Would you reproduce the whole listing below without altering a single word?

---------- SUPPLIED RECORDS

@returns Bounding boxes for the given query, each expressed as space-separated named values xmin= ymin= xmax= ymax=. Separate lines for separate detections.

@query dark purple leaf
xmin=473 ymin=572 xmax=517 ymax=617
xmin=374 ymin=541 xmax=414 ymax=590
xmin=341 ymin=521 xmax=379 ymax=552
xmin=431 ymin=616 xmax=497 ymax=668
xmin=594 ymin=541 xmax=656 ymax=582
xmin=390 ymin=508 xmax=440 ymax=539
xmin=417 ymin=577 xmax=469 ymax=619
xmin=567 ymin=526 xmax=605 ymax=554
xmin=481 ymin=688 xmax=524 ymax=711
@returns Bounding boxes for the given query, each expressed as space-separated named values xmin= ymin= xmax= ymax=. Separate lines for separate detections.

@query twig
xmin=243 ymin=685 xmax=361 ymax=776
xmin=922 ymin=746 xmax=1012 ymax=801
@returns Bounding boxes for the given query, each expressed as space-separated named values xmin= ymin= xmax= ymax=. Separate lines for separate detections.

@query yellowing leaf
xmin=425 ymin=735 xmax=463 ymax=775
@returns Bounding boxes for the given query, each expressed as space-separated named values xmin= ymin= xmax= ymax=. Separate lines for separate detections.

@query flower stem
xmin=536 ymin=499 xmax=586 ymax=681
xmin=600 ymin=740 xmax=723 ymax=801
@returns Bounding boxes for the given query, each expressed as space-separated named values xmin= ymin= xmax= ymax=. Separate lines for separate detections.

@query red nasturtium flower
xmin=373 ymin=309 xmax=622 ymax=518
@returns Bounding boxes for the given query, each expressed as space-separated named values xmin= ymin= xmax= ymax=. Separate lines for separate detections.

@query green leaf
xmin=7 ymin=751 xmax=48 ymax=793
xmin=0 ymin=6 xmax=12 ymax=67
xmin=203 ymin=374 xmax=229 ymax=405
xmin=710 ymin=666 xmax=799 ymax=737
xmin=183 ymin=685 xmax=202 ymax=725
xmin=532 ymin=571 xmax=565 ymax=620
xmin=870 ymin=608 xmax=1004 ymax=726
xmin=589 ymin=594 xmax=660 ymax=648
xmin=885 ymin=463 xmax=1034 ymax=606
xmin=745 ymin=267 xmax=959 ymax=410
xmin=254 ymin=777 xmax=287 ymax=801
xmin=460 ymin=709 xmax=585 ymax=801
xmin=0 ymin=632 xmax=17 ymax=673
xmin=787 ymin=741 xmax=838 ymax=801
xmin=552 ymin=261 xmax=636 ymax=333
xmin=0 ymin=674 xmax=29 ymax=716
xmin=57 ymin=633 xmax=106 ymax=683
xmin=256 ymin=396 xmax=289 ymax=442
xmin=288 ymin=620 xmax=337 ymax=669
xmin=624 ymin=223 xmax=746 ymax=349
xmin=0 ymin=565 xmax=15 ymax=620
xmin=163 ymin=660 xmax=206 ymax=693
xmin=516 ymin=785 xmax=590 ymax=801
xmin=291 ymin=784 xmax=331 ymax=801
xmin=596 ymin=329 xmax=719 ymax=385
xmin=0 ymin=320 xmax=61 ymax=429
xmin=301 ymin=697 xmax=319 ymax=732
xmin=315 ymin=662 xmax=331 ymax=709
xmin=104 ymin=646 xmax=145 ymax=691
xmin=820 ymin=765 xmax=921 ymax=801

--------------------

• _WRITTEN REPLY_
@returns Bounding boxes for the given query, each expressed as space-separated named values xmin= ymin= xmax= ymax=. Separate lines for separate detections.

@query dark purple leaf
xmin=473 ymin=572 xmax=517 ymax=617
xmin=374 ymin=541 xmax=414 ymax=590
xmin=341 ymin=521 xmax=379 ymax=552
xmin=431 ymin=616 xmax=497 ymax=668
xmin=594 ymin=541 xmax=656 ymax=582
xmin=390 ymin=508 xmax=440 ymax=539
xmin=417 ymin=577 xmax=469 ymax=619
xmin=567 ymin=526 xmax=605 ymax=554
xmin=481 ymin=688 xmax=524 ymax=711
@returns Bounding boxes for the given query, each expressed as space-separated named values xmin= ymin= xmax= ymax=. Separate lines for separate detections.

@query twig
xmin=243 ymin=685 xmax=361 ymax=776
xmin=922 ymin=746 xmax=1012 ymax=801
@returns Bounding boxes for the given query, each expressed as space-separated named values xmin= ymin= xmax= ymax=. Separate lines for separate detections.

@query yellowing leaf
xmin=425 ymin=735 xmax=463 ymax=775
@returns Bounding boxes for the given query, each expressed as space-separated named values xmin= ymin= xmax= ymax=. Separate lines for separate detections.

@query flower stem
xmin=536 ymin=499 xmax=586 ymax=681
xmin=600 ymin=740 xmax=723 ymax=801
@returns Bounding boxes for the given query, each expressed as space-separated named values xmin= ymin= xmax= ymax=. Separate lines for separate detections.

@query red nasturtium flower
xmin=373 ymin=309 xmax=622 ymax=518
@returns Bounding boxes for the given query, each expressed as space-separated named values xmin= ymin= xmax= ymax=. Separate lines for separate detections.

@query green leaf
xmin=7 ymin=751 xmax=48 ymax=793
xmin=0 ymin=6 xmax=12 ymax=67
xmin=203 ymin=374 xmax=229 ymax=405
xmin=710 ymin=666 xmax=799 ymax=737
xmin=183 ymin=685 xmax=202 ymax=725
xmin=532 ymin=571 xmax=565 ymax=620
xmin=870 ymin=608 xmax=1004 ymax=726
xmin=589 ymin=594 xmax=660 ymax=648
xmin=885 ymin=463 xmax=1034 ymax=606
xmin=745 ymin=267 xmax=959 ymax=410
xmin=254 ymin=777 xmax=287 ymax=801
xmin=460 ymin=709 xmax=585 ymax=801
xmin=0 ymin=632 xmax=17 ymax=673
xmin=787 ymin=741 xmax=838 ymax=801
xmin=552 ymin=261 xmax=636 ymax=333
xmin=0 ymin=674 xmax=29 ymax=716
xmin=57 ymin=633 xmax=106 ymax=683
xmin=256 ymin=396 xmax=289 ymax=442
xmin=288 ymin=620 xmax=337 ymax=669
xmin=624 ymin=223 xmax=746 ymax=349
xmin=0 ymin=565 xmax=15 ymax=620
xmin=163 ymin=660 xmax=206 ymax=693
xmin=516 ymin=785 xmax=590 ymax=801
xmin=291 ymin=784 xmax=331 ymax=801
xmin=596 ymin=329 xmax=719 ymax=385
xmin=0 ymin=320 xmax=61 ymax=429
xmin=301 ymin=697 xmax=319 ymax=732
xmin=315 ymin=662 xmax=331 ymax=709
xmin=104 ymin=646 xmax=145 ymax=691
xmin=820 ymin=765 xmax=921 ymax=801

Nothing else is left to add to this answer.